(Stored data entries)
%%

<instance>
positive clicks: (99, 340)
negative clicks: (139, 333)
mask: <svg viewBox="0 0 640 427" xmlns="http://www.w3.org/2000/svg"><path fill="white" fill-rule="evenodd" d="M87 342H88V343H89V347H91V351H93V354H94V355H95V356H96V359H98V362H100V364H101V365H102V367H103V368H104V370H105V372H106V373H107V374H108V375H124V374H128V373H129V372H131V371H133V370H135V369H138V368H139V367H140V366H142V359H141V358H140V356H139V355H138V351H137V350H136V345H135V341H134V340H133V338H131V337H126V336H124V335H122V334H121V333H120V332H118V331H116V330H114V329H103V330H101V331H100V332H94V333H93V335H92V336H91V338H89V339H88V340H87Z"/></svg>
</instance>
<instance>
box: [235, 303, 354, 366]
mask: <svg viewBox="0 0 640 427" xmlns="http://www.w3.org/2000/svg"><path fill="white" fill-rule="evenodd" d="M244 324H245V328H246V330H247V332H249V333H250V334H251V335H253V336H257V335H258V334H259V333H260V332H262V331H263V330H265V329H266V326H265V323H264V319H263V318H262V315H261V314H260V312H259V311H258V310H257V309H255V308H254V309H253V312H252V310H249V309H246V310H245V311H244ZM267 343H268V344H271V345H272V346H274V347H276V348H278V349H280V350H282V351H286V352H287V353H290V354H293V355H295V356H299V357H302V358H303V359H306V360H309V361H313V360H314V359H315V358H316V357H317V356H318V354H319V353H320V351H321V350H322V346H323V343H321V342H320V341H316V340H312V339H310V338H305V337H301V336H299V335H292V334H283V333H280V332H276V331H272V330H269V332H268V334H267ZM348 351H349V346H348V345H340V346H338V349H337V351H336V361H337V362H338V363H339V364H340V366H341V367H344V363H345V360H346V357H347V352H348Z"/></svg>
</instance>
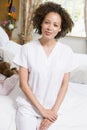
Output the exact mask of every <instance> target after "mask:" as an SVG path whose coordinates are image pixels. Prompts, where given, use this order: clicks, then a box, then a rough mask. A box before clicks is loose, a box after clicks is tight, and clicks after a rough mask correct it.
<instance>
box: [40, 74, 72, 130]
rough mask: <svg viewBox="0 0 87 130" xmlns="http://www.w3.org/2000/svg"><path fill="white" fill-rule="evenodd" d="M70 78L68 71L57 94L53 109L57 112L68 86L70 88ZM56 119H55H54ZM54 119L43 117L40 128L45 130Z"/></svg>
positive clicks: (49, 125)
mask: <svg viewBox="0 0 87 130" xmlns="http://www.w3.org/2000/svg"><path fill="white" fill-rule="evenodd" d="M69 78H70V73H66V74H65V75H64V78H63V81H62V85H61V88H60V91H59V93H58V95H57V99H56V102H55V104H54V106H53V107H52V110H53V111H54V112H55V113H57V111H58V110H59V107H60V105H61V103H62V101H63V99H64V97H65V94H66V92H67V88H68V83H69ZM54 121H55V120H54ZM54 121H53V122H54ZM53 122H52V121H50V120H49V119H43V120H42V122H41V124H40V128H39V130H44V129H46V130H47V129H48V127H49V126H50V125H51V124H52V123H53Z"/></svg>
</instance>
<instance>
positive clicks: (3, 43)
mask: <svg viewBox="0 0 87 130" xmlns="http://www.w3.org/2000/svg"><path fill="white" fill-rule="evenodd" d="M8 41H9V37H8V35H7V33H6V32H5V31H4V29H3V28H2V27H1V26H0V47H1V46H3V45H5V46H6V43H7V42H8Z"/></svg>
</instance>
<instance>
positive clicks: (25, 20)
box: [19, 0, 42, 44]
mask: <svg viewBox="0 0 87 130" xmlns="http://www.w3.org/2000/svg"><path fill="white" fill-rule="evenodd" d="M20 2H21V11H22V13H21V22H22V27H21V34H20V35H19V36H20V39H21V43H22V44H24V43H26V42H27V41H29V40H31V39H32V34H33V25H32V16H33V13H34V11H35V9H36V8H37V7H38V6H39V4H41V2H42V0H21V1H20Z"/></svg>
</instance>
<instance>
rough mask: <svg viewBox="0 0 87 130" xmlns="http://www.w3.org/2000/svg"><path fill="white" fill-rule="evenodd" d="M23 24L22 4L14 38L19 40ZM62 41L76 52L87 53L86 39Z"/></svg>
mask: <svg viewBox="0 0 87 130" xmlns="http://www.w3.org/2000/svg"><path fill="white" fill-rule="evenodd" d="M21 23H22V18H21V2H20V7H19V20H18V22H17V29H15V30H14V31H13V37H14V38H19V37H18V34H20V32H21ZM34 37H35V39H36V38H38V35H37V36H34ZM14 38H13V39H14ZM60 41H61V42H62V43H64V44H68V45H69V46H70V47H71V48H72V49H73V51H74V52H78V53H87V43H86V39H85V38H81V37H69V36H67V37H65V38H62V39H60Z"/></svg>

%%

Rewrite the rows from the start of the rows through the line containing "negative clicks: (139, 333)", changing "positive clicks" to "foreground clicks" and leaving everything else unchanged.

<instance>
foreground clicks: (99, 340)
negative clicks: (139, 333)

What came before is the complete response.